Excerpted passage:
:::::

3

I am pulling my hair out trying to figure out what I am doing wrong. The table is very simple:

CREATE TABLE `icd_index` (
  `icd` char(5) NOT NULL,
  `core_id` int(11) NOT NULL,
  `dx_order` tinyint(4) NOT NULL,
  PRIMARY KEY (`icd`,`dx_order`,`core_id`),
  KEY `core` (`core_id`)
) ENGINE=MyISAM DEFAULT CHARSET=utf8;

As you can see, I've created a covering index that spans all three columns of the table, plus an additional index on the core_id for potential joins. This is a one-to-many link table with each core_id mapped to one or more icd. The table contains 65 million rows.

So, here's the issue. Let's say I want to know how many people have an icd code of '25000'. [That's diabetes, in case you were wondering]. I write a query that looks like this:

SELECT COUNT(core_id) FROM icd_index WHERE icd='25000'

This takes over 60 seconds to execute. I had thought that since the icd column was first in the covered index, counting it would be fast.

More confusing, once I've run the query once, it now runs very quickly. I assumed that was because the query was cached, but even if I RESET QUERY CACHE, the query now runs in fractions of a second. But, if I wait long enough, it seems to slow down again -- and I can't figure out why.

I am missing something obvious. Do I need an index on icd alone? Is this the best performance I can get with 65M rows? Why does running the query then resetting the cache affect speed? Are the results being stored in the index?

EDIT: I'm running MySQL 5.6 (in case that matters).

Here's the EXPLAIN of the query:

id  select_type table   type    possible_keys   key key_len ref rows    Extra
1   SIMPLE  icd_index   ref PRIMARY PRIMARY 15  const   910104  Using where; Using index
dened
  • 4,253
  • 18
  • 34
hpf
  • 428
  • 2
  • 9
  • Can you try `SELECT COUNT(*) FROM icd_index where icd = '25000'`? – N.B. Mar 08 '15 at 01:49
  • Same result. The first time I execute it, it's 70 seconds. If I re-execute it, it's instantaneous (presumably from the cache). If I reset the cache and run it, it's 0.7 seconds. I'm using MySQL 5.6 in case that matters. – hpf Mar 08 '15 at 01:59
  • Have you tried a different storage engine? MyISAM is pretty dated, I don't know if it can even utilize all the hardware goodies available these days. – N.B. Mar 08 '15 at 02:01
  • I initially started with InnoDB. But counting the whole table in InnoDB was painfully slow, so I switched to MyISAM. I don't need transactions as this DB is read only -- the data is fixed and never changes. But if switching to InnoDB would help, I'd consider (although would be hours of work to do so...) Plus I added the explain to the query, in case that's helpful – hpf Mar 08 '15 at 02:04
  • `InnoDB` has to be configured to be quick. You can choose how much RAM is going to be dedicated to InnoDB, and it uses it to store the data it works with there. 65m rows that are accessible from RAM rather than disk account for really, really fast operations. The magic variable is called `innodb_buffer_pool_size`. Alternatively, there's also `TokuDB`, another magnificent storage engine. Also, are you using a mechanical hard drive or an SSD? – N.B. Mar 08 '15 at 02:05
  • I don't know what's on the backend. I have a virtual server running windows 2012. But I have no idea what the hardware is -- so probably a mechanical drive. I wonder how much RAM the table would take? On disk, it's 3.4 GB – hpf Mar 08 '15 at 02:19
  • I only have 2GB, and that's probably the problem. I bet the table is moved to RAM, and then querying is really fast. But then something else pushes the table out, and it's slow again. Does that make sense? If so, sounds like I need to beg for more RAM – hpf Mar 08 '15 at 02:27
  • The query result is definitely getting cached. However, in the world of databases - we want to have quick access to data. That's why people use computers with lots of RAM and fast SSDs. Sadly, what's happening at your end is that the HDD is being accessed in order to build the data set, and the disk is rather slow. The way I'd go about it is getting proper hardware that can get the data back quickly (and most DBAs would do the same). – N.B. Mar 08 '15 at 02:37

3 Answers3

2

Here's what is going on.

:::::

Supplied records:

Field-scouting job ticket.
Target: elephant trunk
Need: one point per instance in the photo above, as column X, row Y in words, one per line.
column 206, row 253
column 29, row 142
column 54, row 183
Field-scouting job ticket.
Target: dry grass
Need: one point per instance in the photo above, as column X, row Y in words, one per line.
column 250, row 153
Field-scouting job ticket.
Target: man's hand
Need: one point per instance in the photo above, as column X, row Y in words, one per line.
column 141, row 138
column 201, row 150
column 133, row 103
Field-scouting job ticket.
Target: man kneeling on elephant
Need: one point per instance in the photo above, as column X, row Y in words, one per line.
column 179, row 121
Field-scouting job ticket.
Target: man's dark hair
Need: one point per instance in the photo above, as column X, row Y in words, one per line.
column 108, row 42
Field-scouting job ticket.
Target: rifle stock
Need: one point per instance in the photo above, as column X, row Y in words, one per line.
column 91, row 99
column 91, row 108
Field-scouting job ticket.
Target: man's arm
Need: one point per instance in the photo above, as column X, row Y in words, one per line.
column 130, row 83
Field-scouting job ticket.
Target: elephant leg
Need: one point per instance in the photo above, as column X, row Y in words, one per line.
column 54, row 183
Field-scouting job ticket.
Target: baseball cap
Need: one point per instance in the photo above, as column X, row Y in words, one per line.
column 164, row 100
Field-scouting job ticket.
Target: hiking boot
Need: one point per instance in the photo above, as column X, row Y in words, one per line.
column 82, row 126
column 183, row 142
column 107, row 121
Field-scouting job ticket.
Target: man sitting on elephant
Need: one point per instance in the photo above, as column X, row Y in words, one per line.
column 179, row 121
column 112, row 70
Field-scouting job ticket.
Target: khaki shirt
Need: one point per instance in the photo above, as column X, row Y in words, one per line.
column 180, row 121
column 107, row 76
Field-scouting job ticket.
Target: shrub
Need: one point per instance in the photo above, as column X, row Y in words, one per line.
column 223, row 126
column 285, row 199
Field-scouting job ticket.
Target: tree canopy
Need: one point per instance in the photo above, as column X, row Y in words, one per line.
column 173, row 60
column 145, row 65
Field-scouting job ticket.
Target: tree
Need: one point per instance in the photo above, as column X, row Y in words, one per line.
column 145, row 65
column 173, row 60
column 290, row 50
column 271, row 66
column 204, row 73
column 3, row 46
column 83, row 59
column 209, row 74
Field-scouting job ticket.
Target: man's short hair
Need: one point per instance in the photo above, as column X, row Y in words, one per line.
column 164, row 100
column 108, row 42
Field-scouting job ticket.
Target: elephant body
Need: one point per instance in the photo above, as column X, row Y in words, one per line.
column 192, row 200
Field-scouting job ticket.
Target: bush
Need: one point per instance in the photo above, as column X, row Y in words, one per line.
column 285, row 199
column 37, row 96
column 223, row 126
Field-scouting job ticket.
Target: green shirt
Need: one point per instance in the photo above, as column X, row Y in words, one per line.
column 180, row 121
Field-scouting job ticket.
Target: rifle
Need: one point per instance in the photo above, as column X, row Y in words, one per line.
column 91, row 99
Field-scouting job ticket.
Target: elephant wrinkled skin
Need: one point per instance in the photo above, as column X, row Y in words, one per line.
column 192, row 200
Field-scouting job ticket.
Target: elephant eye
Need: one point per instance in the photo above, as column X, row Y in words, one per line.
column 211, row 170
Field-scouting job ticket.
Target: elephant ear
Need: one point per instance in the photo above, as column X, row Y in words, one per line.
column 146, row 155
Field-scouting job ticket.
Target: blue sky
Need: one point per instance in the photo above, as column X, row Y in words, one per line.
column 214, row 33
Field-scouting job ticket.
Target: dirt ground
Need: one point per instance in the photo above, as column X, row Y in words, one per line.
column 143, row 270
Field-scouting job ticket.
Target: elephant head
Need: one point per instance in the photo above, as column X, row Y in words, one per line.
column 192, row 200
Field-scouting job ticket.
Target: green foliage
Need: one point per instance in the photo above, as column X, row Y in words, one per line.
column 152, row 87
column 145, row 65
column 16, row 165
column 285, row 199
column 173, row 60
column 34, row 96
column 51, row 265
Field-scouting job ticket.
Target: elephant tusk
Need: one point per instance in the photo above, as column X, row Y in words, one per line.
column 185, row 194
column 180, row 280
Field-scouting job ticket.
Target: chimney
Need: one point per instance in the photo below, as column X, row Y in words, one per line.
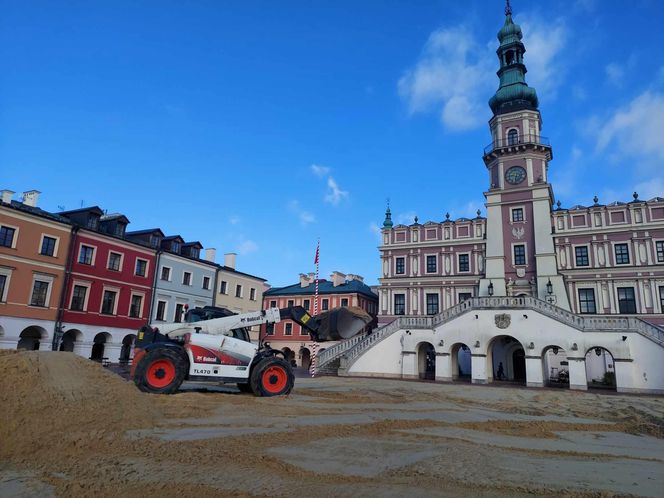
column 7, row 195
column 229, row 259
column 305, row 280
column 31, row 197
column 210, row 254
column 337, row 278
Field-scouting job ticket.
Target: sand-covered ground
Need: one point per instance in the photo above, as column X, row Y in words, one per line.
column 69, row 427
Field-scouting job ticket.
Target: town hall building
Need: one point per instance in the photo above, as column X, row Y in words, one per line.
column 535, row 293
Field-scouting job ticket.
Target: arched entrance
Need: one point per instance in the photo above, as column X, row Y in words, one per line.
column 555, row 367
column 31, row 338
column 426, row 361
column 305, row 356
column 600, row 368
column 69, row 340
column 506, row 360
column 461, row 362
column 98, row 346
column 289, row 355
column 127, row 348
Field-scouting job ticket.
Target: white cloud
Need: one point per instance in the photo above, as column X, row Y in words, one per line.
column 635, row 131
column 615, row 73
column 334, row 193
column 544, row 40
column 450, row 77
column 319, row 171
column 247, row 247
column 305, row 217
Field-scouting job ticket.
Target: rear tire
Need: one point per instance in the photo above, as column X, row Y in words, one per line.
column 272, row 377
column 161, row 371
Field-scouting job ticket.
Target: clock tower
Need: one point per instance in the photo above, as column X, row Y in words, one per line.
column 520, row 258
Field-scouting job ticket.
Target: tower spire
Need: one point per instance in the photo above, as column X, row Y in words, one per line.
column 513, row 94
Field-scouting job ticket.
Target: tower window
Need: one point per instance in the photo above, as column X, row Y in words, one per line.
column 512, row 137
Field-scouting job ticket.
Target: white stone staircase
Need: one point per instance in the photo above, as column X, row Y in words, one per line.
column 347, row 351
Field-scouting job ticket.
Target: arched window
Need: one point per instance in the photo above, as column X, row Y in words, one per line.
column 512, row 137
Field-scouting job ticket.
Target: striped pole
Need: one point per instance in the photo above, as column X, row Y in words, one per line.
column 314, row 346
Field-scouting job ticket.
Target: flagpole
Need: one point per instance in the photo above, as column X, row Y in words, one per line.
column 314, row 346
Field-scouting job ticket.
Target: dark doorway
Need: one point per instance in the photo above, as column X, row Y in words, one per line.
column 519, row 363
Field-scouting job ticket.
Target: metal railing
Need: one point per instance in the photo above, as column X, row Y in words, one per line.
column 352, row 348
column 515, row 141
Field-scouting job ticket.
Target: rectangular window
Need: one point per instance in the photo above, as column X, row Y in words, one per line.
column 6, row 236
column 659, row 246
column 587, row 301
column 48, row 246
column 3, row 283
column 464, row 296
column 136, row 305
column 520, row 255
column 432, row 304
column 114, row 261
column 626, row 300
column 141, row 267
column 78, row 298
column 179, row 311
column 161, row 310
column 39, row 292
column 581, row 254
column 517, row 214
column 622, row 254
column 399, row 304
column 85, row 255
column 108, row 303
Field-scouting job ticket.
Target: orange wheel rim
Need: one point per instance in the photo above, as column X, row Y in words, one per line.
column 161, row 373
column 275, row 379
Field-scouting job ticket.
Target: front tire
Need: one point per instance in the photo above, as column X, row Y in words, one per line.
column 272, row 377
column 161, row 371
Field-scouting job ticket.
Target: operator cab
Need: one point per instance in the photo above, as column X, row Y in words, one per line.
column 211, row 312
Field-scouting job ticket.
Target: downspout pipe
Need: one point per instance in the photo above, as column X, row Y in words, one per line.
column 58, row 329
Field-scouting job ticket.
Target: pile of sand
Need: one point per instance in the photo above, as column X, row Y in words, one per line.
column 50, row 398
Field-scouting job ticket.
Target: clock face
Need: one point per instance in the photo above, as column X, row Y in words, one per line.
column 516, row 174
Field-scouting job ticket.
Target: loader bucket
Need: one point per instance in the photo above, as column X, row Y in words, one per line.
column 340, row 323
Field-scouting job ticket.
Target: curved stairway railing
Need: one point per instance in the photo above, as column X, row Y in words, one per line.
column 354, row 347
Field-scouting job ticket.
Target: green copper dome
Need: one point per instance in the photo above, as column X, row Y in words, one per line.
column 513, row 94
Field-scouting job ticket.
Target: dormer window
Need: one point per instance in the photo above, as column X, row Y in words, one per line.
column 512, row 137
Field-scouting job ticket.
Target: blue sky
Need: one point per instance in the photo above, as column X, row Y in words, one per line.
column 259, row 127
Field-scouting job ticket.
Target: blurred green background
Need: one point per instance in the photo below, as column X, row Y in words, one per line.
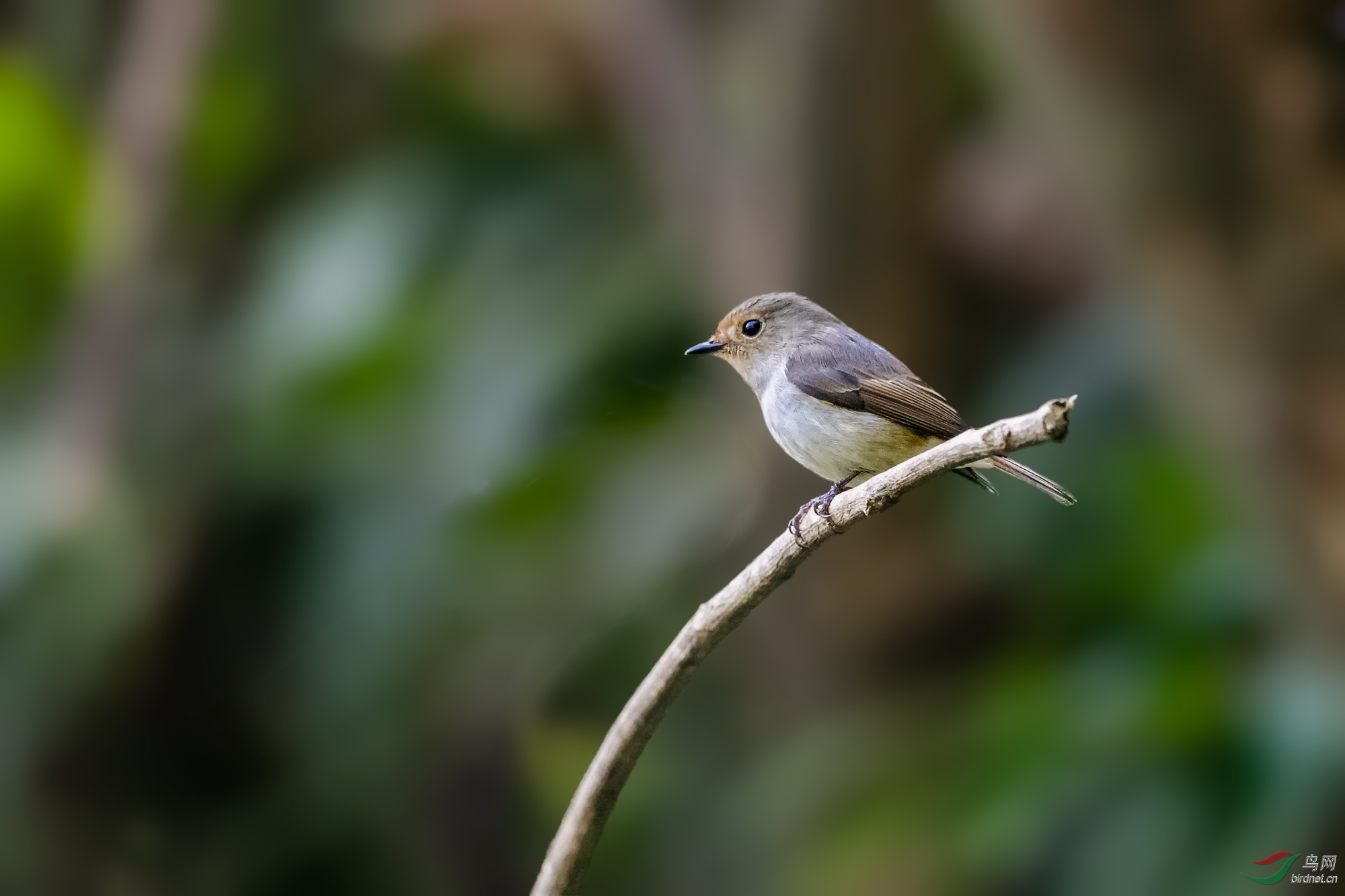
column 352, row 475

:::::

Exercise tasks:
1. In the MySQL thread, how many rows does the icd_index table hold?
2. Please reproduce the part of the MySQL thread starting with "So, here's the" and going on through "would be fast.".

Problem solutions:
1. 65 million rows.

2.
So, here's the issue. Let's say I want to know how many people have an icd code of '25000'. [That's diabetes, in case you were wondering]. I write a query that looks like this:

SELECT COUNT(core_id) FROM icd_index WHERE icd='25000'

This takes over 60 seconds to execute. I had thought that since the icd column was first in the covered index, counting it would be fast.